_Problem requirements:_
Word for word, retype the entire listing.

_Records provided:_
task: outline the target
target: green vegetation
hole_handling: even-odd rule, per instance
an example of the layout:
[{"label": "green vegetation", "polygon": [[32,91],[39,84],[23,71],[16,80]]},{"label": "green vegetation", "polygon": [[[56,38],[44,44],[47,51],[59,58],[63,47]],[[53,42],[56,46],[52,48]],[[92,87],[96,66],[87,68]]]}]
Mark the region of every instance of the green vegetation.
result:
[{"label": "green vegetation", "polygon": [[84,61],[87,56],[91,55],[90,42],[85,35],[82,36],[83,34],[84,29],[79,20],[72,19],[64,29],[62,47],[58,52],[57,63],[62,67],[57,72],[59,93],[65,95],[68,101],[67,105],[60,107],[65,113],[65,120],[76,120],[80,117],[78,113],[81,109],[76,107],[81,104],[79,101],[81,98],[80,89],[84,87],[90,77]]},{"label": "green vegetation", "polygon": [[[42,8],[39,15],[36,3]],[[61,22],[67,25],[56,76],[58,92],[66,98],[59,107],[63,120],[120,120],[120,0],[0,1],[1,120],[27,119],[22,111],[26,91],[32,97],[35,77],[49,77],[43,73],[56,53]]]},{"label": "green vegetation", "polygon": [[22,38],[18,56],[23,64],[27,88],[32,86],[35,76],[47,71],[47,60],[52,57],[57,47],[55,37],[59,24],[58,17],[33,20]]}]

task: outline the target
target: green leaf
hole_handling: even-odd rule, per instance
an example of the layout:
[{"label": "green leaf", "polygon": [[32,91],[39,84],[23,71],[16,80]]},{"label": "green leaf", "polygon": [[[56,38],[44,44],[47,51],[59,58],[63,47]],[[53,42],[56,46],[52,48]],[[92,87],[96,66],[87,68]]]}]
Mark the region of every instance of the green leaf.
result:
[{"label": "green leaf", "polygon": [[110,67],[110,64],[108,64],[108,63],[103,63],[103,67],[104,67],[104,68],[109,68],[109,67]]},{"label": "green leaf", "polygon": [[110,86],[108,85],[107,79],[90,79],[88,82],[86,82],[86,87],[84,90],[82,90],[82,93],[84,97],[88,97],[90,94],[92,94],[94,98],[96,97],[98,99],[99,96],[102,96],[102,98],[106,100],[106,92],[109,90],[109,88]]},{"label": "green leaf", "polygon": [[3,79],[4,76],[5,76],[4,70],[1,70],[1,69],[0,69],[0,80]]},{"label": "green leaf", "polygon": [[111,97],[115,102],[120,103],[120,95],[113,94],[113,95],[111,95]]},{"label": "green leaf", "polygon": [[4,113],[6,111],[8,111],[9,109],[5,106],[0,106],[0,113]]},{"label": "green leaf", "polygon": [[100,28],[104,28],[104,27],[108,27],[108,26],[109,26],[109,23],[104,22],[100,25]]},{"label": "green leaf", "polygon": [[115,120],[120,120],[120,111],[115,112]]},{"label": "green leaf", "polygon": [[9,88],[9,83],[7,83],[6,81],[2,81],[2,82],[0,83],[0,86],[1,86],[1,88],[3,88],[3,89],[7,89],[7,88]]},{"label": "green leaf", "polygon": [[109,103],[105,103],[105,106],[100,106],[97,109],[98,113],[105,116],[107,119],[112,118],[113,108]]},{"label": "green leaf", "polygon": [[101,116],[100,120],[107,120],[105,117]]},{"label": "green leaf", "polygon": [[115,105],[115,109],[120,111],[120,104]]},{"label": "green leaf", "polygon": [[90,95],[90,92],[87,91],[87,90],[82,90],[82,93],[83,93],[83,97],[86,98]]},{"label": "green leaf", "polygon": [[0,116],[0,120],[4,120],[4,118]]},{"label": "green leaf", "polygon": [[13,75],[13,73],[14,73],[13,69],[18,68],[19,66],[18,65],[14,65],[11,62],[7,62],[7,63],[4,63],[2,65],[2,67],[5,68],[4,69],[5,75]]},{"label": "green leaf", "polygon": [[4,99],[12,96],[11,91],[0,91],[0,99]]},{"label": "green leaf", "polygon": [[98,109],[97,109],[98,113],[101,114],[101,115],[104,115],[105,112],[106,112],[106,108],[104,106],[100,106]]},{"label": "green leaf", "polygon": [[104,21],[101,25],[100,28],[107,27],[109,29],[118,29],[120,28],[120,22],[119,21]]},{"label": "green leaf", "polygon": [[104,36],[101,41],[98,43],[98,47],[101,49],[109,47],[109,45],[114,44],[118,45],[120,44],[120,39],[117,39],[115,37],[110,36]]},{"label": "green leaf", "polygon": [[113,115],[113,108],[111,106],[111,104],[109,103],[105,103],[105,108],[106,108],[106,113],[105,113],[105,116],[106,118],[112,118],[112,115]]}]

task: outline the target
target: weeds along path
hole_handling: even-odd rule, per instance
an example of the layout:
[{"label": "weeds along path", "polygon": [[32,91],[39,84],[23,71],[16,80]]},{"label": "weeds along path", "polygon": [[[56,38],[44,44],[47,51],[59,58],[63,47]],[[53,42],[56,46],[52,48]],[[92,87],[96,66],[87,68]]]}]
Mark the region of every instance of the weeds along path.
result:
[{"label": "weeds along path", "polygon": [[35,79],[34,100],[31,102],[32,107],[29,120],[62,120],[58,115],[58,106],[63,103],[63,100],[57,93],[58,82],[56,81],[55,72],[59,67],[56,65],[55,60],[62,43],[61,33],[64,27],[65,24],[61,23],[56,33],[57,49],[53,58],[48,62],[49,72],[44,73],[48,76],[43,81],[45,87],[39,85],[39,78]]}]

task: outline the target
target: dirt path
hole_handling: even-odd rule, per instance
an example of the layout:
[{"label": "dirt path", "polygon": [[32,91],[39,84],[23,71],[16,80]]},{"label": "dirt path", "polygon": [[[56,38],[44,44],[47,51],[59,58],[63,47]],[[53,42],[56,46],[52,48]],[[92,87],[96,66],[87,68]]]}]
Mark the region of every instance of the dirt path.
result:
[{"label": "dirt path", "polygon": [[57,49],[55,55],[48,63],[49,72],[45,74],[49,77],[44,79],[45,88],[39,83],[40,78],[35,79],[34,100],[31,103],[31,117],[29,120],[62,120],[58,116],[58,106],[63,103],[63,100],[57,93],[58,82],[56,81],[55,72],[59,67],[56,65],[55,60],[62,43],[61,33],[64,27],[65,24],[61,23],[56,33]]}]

_Reply to the exercise:_
task: outline the target
target: green vegetation
hole_handling: even-odd rule, per instance
an example of the layout:
[{"label": "green vegetation", "polygon": [[32,91],[39,84],[23,71],[16,80]]},{"label": "green vegetation", "polygon": [[[56,38],[44,44],[47,51],[59,58],[63,47]],[[53,42],[56,46],[52,48]],[[92,87],[96,66],[87,68]]]}]
Mark the region of every instance of the green vegetation.
result:
[{"label": "green vegetation", "polygon": [[84,61],[87,56],[91,55],[90,42],[85,35],[82,36],[83,34],[84,29],[79,20],[72,19],[64,29],[62,47],[58,52],[57,63],[62,67],[57,72],[59,93],[65,95],[68,101],[67,105],[60,107],[65,113],[65,120],[76,120],[80,117],[78,113],[81,109],[76,107],[81,104],[79,101],[81,98],[80,89],[84,87],[90,77]]},{"label": "green vegetation", "polygon": [[[42,8],[39,15],[36,3]],[[61,22],[67,25],[56,76],[58,92],[66,98],[59,107],[63,120],[120,120],[120,0],[0,1],[1,120],[27,119],[22,111],[26,91],[32,97],[35,77],[49,77],[43,73],[56,53]]]},{"label": "green vegetation", "polygon": [[22,38],[18,56],[23,64],[27,88],[32,86],[35,76],[47,71],[47,60],[52,57],[57,47],[55,37],[59,24],[58,17],[33,20]]}]

task: outline the target
target: green leaf
hole_handling: even-odd rule, per instance
an example of the layout:
[{"label": "green leaf", "polygon": [[32,91],[39,84],[23,71],[16,80]]},{"label": "green leaf", "polygon": [[[56,38],[44,44],[47,51],[59,58],[63,47]],[[53,42],[56,46],[52,48]],[[92,87],[96,66],[87,68]]]}]
Mark the region of every instance of the green leaf.
result:
[{"label": "green leaf", "polygon": [[110,67],[110,64],[108,64],[108,63],[103,63],[103,67],[104,67],[104,68],[109,68],[109,67]]},{"label": "green leaf", "polygon": [[110,86],[108,85],[107,79],[90,79],[88,82],[86,82],[86,87],[84,90],[82,90],[82,93],[84,97],[88,97],[90,94],[92,94],[94,98],[96,97],[98,99],[99,96],[102,96],[102,98],[106,100],[106,92],[109,90],[109,88]]},{"label": "green leaf", "polygon": [[3,79],[4,76],[5,76],[4,70],[1,70],[1,69],[0,69],[0,80]]},{"label": "green leaf", "polygon": [[111,97],[115,102],[120,103],[120,95],[113,94],[113,95],[111,95]]},{"label": "green leaf", "polygon": [[4,113],[6,111],[8,111],[9,109],[5,106],[0,106],[0,113]]},{"label": "green leaf", "polygon": [[100,28],[104,28],[104,27],[108,27],[108,26],[109,26],[109,23],[104,22],[100,25]]},{"label": "green leaf", "polygon": [[115,120],[120,120],[120,111],[115,112]]},{"label": "green leaf", "polygon": [[9,88],[9,83],[7,83],[6,81],[2,81],[2,82],[0,83],[0,86],[1,86],[1,88],[3,88],[3,89],[7,89],[7,88]]},{"label": "green leaf", "polygon": [[109,103],[105,103],[105,106],[100,106],[97,109],[98,113],[105,116],[107,119],[112,118],[113,108]]},{"label": "green leaf", "polygon": [[101,116],[100,120],[107,120],[105,117]]},{"label": "green leaf", "polygon": [[115,105],[115,109],[120,111],[120,104]]},{"label": "green leaf", "polygon": [[90,95],[90,92],[87,91],[87,90],[82,90],[82,93],[83,93],[83,97],[86,98]]},{"label": "green leaf", "polygon": [[0,116],[0,120],[4,120],[4,118]]},{"label": "green leaf", "polygon": [[13,75],[13,73],[14,73],[13,69],[18,68],[19,66],[18,65],[14,65],[11,62],[7,62],[7,63],[4,63],[2,65],[2,67],[5,68],[4,69],[5,75]]},{"label": "green leaf", "polygon": [[4,99],[12,96],[11,91],[0,91],[0,99]]},{"label": "green leaf", "polygon": [[98,109],[97,109],[98,113],[101,114],[101,115],[104,115],[105,112],[106,112],[106,108],[104,106],[100,106]]},{"label": "green leaf", "polygon": [[104,21],[101,25],[100,28],[107,27],[109,29],[118,29],[120,28],[120,22],[119,21]]},{"label": "green leaf", "polygon": [[104,36],[101,41],[98,43],[98,47],[101,49],[109,47],[109,45],[114,44],[118,45],[120,44],[120,39],[117,39],[115,37],[110,36]]},{"label": "green leaf", "polygon": [[113,115],[113,108],[111,106],[111,104],[109,103],[105,103],[105,108],[106,108],[106,113],[105,113],[105,116],[106,118],[112,118],[112,115]]}]

task: outline the target
target: weeds along path
hole_handling: even-odd rule, per instance
an example of the layout:
[{"label": "weeds along path", "polygon": [[32,91],[39,84],[23,71],[16,80]]},{"label": "weeds along path", "polygon": [[[56,38],[44,44],[47,51],[59,58],[63,47]],[[53,42],[56,46],[52,48]],[[92,87],[96,66],[87,68]]]}]
Mark the region of every instance of the weeds along path.
result:
[{"label": "weeds along path", "polygon": [[35,79],[34,100],[31,102],[32,107],[29,120],[62,120],[58,115],[58,106],[63,103],[63,100],[57,93],[58,82],[56,81],[55,72],[59,67],[56,65],[55,60],[62,43],[61,33],[64,27],[65,24],[61,23],[56,33],[57,49],[53,58],[48,62],[49,72],[44,73],[48,76],[43,81],[45,87],[39,85],[39,78]]}]

task: outline the target
target: dirt path
hole_handling: even-odd rule, per instance
an example of the layout:
[{"label": "dirt path", "polygon": [[32,91],[39,84],[23,71],[16,80]]},{"label": "dirt path", "polygon": [[[56,38],[44,44],[47,51],[59,58],[63,47]],[[53,42],[56,46],[52,48]],[[92,87],[96,66],[87,68]]]}]
Mark the region of every instance of the dirt path.
result:
[{"label": "dirt path", "polygon": [[57,49],[55,55],[48,63],[49,72],[45,74],[49,77],[44,79],[45,88],[39,83],[40,78],[35,79],[34,100],[31,103],[31,117],[29,120],[62,120],[58,116],[58,106],[63,103],[63,100],[57,93],[58,82],[56,81],[55,72],[59,67],[56,65],[55,60],[62,43],[61,33],[64,27],[65,24],[61,23],[56,33]]}]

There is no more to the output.